──────── ТЕКСТ ДОКУМЕНТА ────────

«1968 год нас изменил» Беседа с Владимиром Лукиным
Владимир Петрович Лукин (1937) – политический и государственный деятель. Окончил историко-филологический факультет МГПИ и аспирантуру Института мировой экономики и международных отношений. В 1965 – 1968 годах работал в Праге, старшим референтом в редакции журнала «Проблемы мира и социализма». После вторжения отправил по начальству докладную записку, в которой обосновывал свое несогласие с этой акцией; был снят с должности и отправлен обратно в Москву. В дальнейшем работал в Институте США и Канады АН СССР, возглавил там сектор дальневосточной политики. В 1990-м избран народным депутатом СССР; занял пост председателя Комиссии по международным делам Верховного Совета РСФСР и вошел в состав его президиума. В 1992 – 1993 годах – посол России в США. Осенью 1993 года стал одним из трех соучредителей партии «Яблоко». Депутат Государственной думы 1-го, 2-го и 3-го созывов. В 2004 – 2014 – Уполномоченный по правам человека в Российской Федерации (омбудсмен).
– Вы родились во времена большого террора, который вашей семьи коснулся непосредственно.
– Мои родители были комсомольцами и партийными активистами. Отец основывал комсомол и характером напоминал Павку Корчагина. Воевал в Гражданскую войну, помогал создавать колхозы. В 1937 году родителей послали руководить партийными органами в Омске. Там их арестовали и посадили в тюрьму. Сначала отца, потом мать. Мне тогда было три месяца, и я остался один в опустевшей квартире.
– Что с вами происходило дальше?
– И в такие времена нашлись добрые люди. На одном этаже с родителями жил комсомольский секретарь Порфирий Игнатьевич Мичуров. У его жены Зинаиды Ивановны за три дня до моего рождения тоже родился сын. Она меня спасла. Кормила и пеленала, пока из Москвы не приехала бабушка.

Владимир Лукин
(Фото Александра Щербака)
– Ваших родителей казнили или в конце концов выпустили?
– К счастью, второе. Когда Берия сменил Ежова, органы начали пересматривать некоторые дела и выпускать людей, не подписавших признания, что они шпионы и вредители. Мои родители ничего не подписывали, хотя их к этому и принуждали. Отец о допросах никогда не говорил. Мама потом обрывками вспоминала, как ей к ушам приставляли трубку и орали в нее, и некоторые другие ужасы. Она много болела и думаю, от последствий этих зверств рано умерла.


Слева – маленький Владимир; справа – его мать. 1930-е годы
(Из личного архива В.П. Лукина)

────────

● ЗАДАНИЕ
Продолжите беседу с Владимиром Лукиным, начав сразу после ее последнего фрагмента.

──────── СТРОКИ ДАННЫХ ────────

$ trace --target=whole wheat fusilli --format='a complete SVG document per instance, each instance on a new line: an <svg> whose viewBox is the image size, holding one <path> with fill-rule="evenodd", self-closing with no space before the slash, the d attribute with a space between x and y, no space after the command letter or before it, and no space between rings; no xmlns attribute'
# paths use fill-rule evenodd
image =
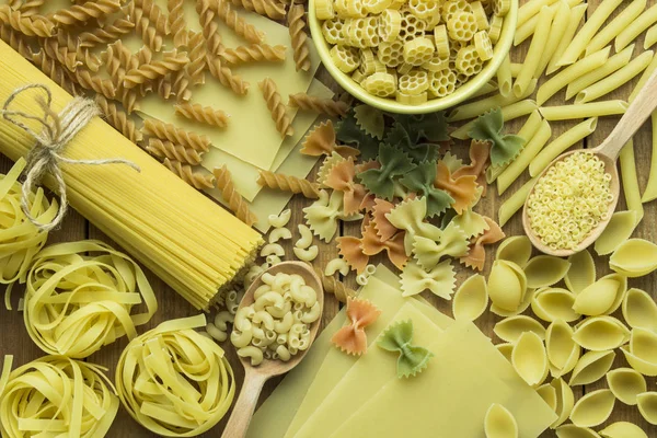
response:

────────

● ИТОГОВЫЙ РЕЗУЛЬТАТ
– Когда вы, собственно, познакомились с родителями?
– Уже у бабушки в Москве. Отец со временем вернулся на партийную работу. Был призван на финскую войну. Только успел от нее опомниться, как началась война Отечественная. Помню его возвращение в 1945-м. Я лежал в нашем деревенском доме со сломанной ногой в кустарно сделанной шине. И вдруг дверь открылась и появился отец, которого я практически не знал. Увидев эту самодельную шину, он с большевистской решимостью тут же повез меня в больницу. Где выяснилось, что нога срослась неправильно, так что мне ее сломали, и все началось заново.
– Ваши родители были убежденными коммунистами; именно в таких семьях зачастую вырастали дети, стоявшие у истоков советского диссидентского движения. Как это возможно?
– Наверное, дело в том, что мало кого из нас не коснулась политика. У нас было сильно развито социальное чувство, мы росли в среде политических и исторических дебатов. Однако история не стоит на месте, и вместе с ней менялся и наш взгляд на мир.
Я из поколения советских хиппи, примерно одного возраста с Владимиром Высоцким, немного младше Василия Аксенова, ровесник Беллы Ахмадулиной. Наше поколение выросло на Сэлинджере, Ремарке и Хемингуэе. Много ли сказали бы друг другу нахальный Аксенов и идейный Павка Корчагин? Да они не знали бы, с чего начать…
И все-таки отец отчасти повлиял на меня. Он тайком сохранил свои записи двадцатых годов, что было опасно даже в послевоенное время. Я читал их и понимал, что общество тогда еще не делилось на «гениев» и «шпионов». Тогда еще было в порядке вещей спорить с вождями.
– Как ваш отец, убежденный коммунист, относился к Сталину?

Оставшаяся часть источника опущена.